Materials provided:
================================

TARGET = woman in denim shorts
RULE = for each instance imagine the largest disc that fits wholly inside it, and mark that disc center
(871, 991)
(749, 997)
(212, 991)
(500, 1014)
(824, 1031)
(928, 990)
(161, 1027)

================================

Your instructions:
Give back every line of the data exactly.

Response box:
TARGET = woman in denim shorts
RULE = for each instance imagine the largest disc that fits wholly inside it, and mark that disc center
(871, 991)
(749, 997)
(212, 991)
(500, 1014)
(824, 1031)
(928, 990)
(161, 1027)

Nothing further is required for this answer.